**PAGE EXCERPT**
※ ※ ※

P.S. I would also like to note that the integral $$ I(\nu,c) = \int_0^\infty J_\nu(x)^2 J_\nu(c x)\,dx $$ and its general form $$ \int_0^\infty x^{\rho-1}J_\nu(a x) J_\mu(b x) J_\lambda(c x)\,dx $$ appear in Gradshteyn and Ryzhik, and you can find a paper "Some infinite integrals involving bessel functions, I and II" by W. N. Bailey, which evaluates this integral in terms of Appell functions, but only in the case $c>2$ ($|c|>|a|+|b|$), which is where the $F_4$ Appell function converges. DLMF 16.16.6 actually gives a way to write this integral as $$ \frac{\Gamma(\frac{1+3\nu}{2})c^{-1-2\nu}}{\Gamma(1+\nu)^2\Gamma(\frac{1-\nu}{2})} \,\,\,{}_2F_1\left( \frac{1+\nu}{2}, \frac{1+3\nu}{2}; 1+\nu; x \right)^2, \qquad x = \frac{1-\sqrt{1-4/c^2}}{2}, $$ but the issue is that this is only correct for $c>2$, and the rhs is complex for $c<2$. Appell function would only be defined by analytic continuation in this case anyway, and I didn't find anything useful about non-principal branches of Appell or hypergeometric functions.

For $c>2$, Mathematica also gives the following: $$ I(\nu,c) = \frac{\Gamma(\frac{1+3\nu}{2})c^{-1-2\nu}}{\Gamma(\frac{1-\nu}{2})\Gamma(1+\nu)^2} \,\,\,{}_3F_2\left( \frac{1+\nu}{2}, \frac{1}{2}+\nu, \frac{1+3\nu}{2}; 1+\nu, 1+2\nu; \frac{4}{c^2} \right), $$ but this is incorrect when $c<2$.

See section 6 in http://arxiv.org/abs/1007.0667 for that type of triple-product integrals.

※ ※ ※

[Coordinate annotation entries]
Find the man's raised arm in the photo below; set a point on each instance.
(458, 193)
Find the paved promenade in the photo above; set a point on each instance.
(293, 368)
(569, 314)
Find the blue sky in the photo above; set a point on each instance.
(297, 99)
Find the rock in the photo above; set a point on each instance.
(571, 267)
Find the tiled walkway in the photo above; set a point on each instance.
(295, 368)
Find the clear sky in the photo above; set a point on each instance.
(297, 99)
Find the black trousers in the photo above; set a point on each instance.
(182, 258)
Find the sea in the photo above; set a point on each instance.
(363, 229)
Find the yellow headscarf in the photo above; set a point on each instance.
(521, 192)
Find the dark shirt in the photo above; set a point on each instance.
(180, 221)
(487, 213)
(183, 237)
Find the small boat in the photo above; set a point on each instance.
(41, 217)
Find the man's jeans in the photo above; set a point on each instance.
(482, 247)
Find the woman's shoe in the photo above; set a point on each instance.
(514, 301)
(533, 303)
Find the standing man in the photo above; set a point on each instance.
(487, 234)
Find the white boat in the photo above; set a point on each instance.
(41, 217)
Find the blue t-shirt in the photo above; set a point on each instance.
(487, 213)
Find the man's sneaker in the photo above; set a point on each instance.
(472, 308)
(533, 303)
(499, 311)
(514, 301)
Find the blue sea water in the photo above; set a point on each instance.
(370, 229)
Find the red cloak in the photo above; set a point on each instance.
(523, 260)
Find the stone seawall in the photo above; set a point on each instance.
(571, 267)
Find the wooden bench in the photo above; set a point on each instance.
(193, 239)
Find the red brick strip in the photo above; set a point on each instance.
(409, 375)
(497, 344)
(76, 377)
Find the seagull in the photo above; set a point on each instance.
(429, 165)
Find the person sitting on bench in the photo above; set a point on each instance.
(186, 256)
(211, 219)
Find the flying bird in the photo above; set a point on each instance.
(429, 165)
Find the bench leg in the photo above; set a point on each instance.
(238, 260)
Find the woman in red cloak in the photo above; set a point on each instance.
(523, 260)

※ ※ ※

**STATED GOAL A**
Print the part of the Bessel integral excerpt that opens with the words "For $c>2$, Mathematica" and closes with "incorrect when $c<2$.".
**STATED GOAL B**
Please rename "bench" to "seat" in the part of the listing that opens with the line containing "Find the white" and runs through the end of the listing, leaving all else unchanged and giving only those lines.
The Bessel integral excerpt and the listing are unrelated material.

**WRITTEN RESPONSE A**
For $c>2$, Mathematica also gives the following: $$ I(\nu,c) = \frac{\Gamma(\frac{1+3\nu}{2})c^{-1-2\nu}}{\Gamma(\frac{1-\nu}{2})\Gamma(1+\nu)^2} \,\,\,{}_3F_2\left( \frac{1+\nu}{2}, \frac{1}{2}+\nu, \frac{1+3\nu}{2}; 1+\nu, 1+2\nu; \frac{4}{c^2} \right), $$ but this is incorrect when $c<2$.

**WRITTEN RESPONSE B**
Find the white boat in the photo above; set a point on each instance.
(41, 217)
Find the blue t-shirt in the photo above; set a point on each instance.
(487, 213)
Find the man's sneaker in the photo above; set a point on each instance.
(472, 308)
(533, 303)
(499, 311)
(514, 301)
Find the blue sea water in the photo above; set a point on each instance.
(370, 229)
Find the red cloak in the photo above; set a point on each instance.
(523, 260)
Find the stone seawall in the photo above; set a point on each instance.
(571, 267)
Find the wooden seat in the photo above; set a point on each instance.
(193, 239)
Find the red brick strip in the photo above; set a point on each instance.
(409, 375)
(497, 344)
(76, 377)
Find the seagull in the photo above; set a point on each instance.
(429, 165)
Find the person sitting on seat in the photo above; set a point on each instance.
(186, 256)
(211, 219)
Find the flying bird in the photo above; set a point on each instance.
(429, 165)
Find the seat leg in the photo above; set a point on each instance.
(238, 260)
Find the woman in red cloak in the photo above; set a point on each instance.
(523, 260)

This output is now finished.